** START OF RECORD EXCERPTS **
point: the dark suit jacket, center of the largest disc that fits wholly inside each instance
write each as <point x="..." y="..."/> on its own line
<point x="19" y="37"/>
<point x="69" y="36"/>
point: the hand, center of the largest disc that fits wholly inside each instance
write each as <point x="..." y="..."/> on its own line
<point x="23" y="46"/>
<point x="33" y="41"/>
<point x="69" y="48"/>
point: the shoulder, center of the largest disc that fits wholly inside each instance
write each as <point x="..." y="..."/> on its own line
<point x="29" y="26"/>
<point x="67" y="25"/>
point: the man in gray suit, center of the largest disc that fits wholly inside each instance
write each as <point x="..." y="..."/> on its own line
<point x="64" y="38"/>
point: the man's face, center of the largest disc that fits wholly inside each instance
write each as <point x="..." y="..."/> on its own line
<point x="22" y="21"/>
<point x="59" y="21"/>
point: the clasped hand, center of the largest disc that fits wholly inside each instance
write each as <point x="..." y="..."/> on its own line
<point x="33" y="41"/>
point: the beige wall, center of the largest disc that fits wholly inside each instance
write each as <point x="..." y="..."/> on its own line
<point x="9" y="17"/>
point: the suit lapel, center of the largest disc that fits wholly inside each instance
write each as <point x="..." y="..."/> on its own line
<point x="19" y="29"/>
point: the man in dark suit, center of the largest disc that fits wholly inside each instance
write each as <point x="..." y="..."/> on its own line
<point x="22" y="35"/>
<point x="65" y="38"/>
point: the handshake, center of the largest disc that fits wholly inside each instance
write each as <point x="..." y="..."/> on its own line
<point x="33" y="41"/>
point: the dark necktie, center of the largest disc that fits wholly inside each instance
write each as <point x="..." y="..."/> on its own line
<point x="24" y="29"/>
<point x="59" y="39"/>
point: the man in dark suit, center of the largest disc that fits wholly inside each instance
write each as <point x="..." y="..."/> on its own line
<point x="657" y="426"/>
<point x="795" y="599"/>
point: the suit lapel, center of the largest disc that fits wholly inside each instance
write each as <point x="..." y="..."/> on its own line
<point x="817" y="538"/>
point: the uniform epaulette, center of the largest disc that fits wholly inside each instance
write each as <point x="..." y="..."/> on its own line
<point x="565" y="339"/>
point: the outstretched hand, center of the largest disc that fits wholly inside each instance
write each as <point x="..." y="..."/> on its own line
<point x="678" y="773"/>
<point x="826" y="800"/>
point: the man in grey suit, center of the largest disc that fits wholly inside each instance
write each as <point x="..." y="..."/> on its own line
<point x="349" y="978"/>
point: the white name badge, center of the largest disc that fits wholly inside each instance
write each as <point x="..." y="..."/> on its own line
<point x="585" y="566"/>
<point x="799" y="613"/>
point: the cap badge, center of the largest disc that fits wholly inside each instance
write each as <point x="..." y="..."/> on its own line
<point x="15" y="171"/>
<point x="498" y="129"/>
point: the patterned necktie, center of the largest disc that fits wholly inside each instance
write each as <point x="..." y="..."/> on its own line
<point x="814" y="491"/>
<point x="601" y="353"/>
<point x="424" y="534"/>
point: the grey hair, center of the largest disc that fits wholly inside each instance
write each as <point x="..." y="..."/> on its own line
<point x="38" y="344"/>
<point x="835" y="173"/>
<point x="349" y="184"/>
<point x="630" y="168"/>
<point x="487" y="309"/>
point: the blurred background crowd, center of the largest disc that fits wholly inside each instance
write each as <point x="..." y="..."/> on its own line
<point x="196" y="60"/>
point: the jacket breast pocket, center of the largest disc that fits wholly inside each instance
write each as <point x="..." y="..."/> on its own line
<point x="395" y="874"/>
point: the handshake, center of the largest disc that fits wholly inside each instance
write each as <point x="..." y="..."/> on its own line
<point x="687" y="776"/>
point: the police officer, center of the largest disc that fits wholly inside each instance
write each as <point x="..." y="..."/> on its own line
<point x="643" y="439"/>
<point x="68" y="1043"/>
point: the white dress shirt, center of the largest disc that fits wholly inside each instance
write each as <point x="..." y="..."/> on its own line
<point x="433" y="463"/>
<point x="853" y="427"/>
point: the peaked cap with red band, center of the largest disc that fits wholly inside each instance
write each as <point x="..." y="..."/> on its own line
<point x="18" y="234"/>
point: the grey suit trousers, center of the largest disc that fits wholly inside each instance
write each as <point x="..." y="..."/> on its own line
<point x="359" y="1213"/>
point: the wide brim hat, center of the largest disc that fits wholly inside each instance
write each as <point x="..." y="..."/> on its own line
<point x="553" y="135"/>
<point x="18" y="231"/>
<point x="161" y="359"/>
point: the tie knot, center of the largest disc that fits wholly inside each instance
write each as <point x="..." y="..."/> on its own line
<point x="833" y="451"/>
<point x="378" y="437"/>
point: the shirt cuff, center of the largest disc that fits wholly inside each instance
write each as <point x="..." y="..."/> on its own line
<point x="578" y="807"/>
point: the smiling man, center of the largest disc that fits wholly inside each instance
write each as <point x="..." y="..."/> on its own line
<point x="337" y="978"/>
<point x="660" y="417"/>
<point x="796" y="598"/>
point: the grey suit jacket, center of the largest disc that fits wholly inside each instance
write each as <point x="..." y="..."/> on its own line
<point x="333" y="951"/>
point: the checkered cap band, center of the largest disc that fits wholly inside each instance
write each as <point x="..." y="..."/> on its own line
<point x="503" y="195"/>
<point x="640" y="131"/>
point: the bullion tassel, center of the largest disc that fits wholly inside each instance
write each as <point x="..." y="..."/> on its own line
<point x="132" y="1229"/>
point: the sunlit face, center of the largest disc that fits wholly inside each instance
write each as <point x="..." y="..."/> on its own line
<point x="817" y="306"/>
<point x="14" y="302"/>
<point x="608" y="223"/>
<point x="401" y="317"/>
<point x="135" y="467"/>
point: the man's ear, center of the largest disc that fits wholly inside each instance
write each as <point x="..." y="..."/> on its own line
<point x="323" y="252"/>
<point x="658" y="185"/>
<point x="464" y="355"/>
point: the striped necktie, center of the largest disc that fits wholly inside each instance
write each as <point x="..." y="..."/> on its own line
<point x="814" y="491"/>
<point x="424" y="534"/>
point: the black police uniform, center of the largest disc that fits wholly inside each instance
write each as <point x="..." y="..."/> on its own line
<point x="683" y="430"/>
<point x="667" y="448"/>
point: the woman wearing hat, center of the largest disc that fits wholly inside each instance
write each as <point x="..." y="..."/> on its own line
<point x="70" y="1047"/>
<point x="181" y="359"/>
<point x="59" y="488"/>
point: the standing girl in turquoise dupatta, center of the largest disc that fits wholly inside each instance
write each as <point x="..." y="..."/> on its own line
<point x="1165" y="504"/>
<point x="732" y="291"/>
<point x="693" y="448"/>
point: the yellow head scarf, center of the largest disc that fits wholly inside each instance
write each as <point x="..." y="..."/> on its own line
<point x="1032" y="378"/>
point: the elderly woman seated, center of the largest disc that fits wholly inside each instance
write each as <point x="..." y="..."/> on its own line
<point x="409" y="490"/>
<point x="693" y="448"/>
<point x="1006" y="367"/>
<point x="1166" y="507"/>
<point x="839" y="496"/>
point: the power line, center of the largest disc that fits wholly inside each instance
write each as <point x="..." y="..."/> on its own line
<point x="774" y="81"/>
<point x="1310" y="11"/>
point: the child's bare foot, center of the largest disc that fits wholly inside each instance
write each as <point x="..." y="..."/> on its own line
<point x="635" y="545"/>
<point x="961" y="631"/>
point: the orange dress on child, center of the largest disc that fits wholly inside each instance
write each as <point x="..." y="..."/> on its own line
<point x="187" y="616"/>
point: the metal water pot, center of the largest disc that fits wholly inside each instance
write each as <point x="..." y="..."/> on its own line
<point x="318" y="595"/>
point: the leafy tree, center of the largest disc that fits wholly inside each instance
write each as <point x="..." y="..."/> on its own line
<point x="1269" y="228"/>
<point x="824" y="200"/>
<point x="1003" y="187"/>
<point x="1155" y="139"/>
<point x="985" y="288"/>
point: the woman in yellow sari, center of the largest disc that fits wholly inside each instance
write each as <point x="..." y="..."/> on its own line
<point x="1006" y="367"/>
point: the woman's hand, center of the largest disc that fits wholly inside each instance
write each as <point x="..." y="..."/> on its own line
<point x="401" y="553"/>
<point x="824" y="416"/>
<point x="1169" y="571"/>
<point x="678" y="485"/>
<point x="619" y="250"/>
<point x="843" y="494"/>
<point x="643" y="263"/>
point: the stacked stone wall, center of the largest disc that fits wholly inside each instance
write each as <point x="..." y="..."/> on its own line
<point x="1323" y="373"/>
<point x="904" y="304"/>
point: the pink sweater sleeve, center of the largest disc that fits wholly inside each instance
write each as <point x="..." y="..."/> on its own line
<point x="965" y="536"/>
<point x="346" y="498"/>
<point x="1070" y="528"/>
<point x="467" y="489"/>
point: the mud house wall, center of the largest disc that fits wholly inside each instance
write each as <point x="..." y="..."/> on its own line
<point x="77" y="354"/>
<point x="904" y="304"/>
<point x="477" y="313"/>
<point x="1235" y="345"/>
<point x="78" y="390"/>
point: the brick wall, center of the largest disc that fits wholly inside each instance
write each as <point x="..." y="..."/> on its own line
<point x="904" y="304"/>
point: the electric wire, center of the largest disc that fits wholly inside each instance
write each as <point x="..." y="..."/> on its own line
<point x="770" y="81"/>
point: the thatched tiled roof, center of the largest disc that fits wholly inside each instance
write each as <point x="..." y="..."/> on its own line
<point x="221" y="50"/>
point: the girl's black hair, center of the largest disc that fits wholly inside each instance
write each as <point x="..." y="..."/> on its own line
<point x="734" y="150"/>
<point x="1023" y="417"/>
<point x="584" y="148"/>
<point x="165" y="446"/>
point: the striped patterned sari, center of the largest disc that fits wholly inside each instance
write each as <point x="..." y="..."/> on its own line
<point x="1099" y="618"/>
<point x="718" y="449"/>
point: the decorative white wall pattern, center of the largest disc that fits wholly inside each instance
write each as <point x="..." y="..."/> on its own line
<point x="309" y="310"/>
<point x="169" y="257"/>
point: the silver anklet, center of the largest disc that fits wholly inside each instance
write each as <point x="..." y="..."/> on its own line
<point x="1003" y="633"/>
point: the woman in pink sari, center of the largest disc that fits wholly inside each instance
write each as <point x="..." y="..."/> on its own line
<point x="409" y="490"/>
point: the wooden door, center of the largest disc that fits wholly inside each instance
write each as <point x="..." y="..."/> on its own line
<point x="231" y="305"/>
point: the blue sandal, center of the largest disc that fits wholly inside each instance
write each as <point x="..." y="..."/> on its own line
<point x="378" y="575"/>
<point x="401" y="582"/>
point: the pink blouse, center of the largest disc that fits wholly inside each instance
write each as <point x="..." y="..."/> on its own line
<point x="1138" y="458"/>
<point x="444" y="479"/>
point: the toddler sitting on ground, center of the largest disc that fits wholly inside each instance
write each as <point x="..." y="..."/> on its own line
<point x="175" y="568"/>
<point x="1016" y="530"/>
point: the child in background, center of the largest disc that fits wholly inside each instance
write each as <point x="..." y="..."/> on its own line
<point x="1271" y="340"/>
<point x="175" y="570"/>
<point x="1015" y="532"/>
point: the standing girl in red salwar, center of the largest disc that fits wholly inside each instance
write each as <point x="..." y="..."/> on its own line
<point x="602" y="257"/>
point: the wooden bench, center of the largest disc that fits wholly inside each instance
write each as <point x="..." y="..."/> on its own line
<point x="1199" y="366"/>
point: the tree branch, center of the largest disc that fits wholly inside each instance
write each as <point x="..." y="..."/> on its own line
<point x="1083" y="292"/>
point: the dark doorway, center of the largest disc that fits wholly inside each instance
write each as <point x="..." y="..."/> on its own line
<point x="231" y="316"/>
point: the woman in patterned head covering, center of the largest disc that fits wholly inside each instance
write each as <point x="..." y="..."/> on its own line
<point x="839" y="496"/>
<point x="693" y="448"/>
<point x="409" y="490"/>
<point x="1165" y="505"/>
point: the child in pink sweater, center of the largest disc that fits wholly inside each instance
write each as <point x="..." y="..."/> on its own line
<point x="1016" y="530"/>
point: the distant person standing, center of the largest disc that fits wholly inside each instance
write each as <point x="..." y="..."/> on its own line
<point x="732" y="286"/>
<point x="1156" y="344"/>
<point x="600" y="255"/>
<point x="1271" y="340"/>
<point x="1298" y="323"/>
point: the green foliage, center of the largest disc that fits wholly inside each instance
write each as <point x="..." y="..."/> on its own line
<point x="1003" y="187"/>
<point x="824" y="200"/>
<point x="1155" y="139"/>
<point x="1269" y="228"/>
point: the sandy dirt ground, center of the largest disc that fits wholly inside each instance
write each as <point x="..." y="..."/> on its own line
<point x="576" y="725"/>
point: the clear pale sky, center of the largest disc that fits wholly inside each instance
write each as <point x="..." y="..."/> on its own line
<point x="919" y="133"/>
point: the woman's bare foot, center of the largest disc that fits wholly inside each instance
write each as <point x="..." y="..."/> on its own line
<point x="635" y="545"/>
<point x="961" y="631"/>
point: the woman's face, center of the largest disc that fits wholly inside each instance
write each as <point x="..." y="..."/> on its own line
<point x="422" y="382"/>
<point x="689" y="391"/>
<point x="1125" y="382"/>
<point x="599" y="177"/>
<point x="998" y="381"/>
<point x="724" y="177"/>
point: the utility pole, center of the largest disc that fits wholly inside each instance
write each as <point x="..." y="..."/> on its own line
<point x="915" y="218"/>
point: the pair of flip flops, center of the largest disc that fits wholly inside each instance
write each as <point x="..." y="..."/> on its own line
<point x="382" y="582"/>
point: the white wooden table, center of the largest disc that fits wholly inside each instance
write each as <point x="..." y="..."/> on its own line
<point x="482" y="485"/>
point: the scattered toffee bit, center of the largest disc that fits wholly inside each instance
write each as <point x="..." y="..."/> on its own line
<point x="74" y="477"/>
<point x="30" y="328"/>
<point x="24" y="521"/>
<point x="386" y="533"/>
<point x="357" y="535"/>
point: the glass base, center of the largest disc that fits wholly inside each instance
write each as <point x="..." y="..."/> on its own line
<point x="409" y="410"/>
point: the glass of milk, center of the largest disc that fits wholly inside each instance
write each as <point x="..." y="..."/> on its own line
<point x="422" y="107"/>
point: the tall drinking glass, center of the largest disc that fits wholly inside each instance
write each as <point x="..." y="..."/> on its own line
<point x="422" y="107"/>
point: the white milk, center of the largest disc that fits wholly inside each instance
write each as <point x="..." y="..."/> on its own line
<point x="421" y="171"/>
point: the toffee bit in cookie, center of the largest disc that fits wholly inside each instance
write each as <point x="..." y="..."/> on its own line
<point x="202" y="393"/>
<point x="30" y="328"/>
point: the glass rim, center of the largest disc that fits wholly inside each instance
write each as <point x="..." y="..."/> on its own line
** END OF RECORD EXCERPTS **
◆ WORK TO DO ◆
Above are the records; copy exactly the lines from the one with "point: the utility" through the final line.

◆ ANSWER TO THE PROBLEM ◆
point: the utility pole, center of the largest disc that fits wholly inside each instance
write each as <point x="..." y="..."/> on its own line
<point x="915" y="218"/>
point: the pair of flip flops, center of the largest disc that fits wholly inside each instance
write each as <point x="..." y="..."/> on its own line
<point x="382" y="582"/>
point: the white wooden table, center of the largest disc that fits wholly inside each instance
write each as <point x="..." y="..."/> on its own line
<point x="482" y="485"/>
point: the scattered toffee bit, center of the largest disc that fits wholly inside each instance
write each as <point x="..." y="..."/> on its own line
<point x="74" y="477"/>
<point x="30" y="328"/>
<point x="24" y="521"/>
<point x="386" y="533"/>
<point x="357" y="535"/>
point: the glass base, center of the largest disc that fits wholly inside each instance
write each as <point x="..." y="..."/> on its own line
<point x="409" y="410"/>
point: the glass of milk, center of the largest disc that fits wholly inside each instance
write each as <point x="..." y="..."/> on its own line
<point x="422" y="107"/>
point: the tall drinking glass, center of the largest disc that fits wholly inside each instance
write each as <point x="..." y="..."/> on its own line
<point x="422" y="107"/>
point: the white milk, center of the largest disc that fits wholly inside each instance
write each as <point x="..." y="..."/> on its own line
<point x="421" y="171"/>
point: the toffee bit in cookie, center of the largest disc that fits wholly inside each instance
write each as <point x="..." y="..."/> on its own line
<point x="202" y="393"/>
<point x="30" y="328"/>
point: the glass rim, center of the largest disc that fits wholly inside each instance
write each as <point x="..." y="..."/> on its own line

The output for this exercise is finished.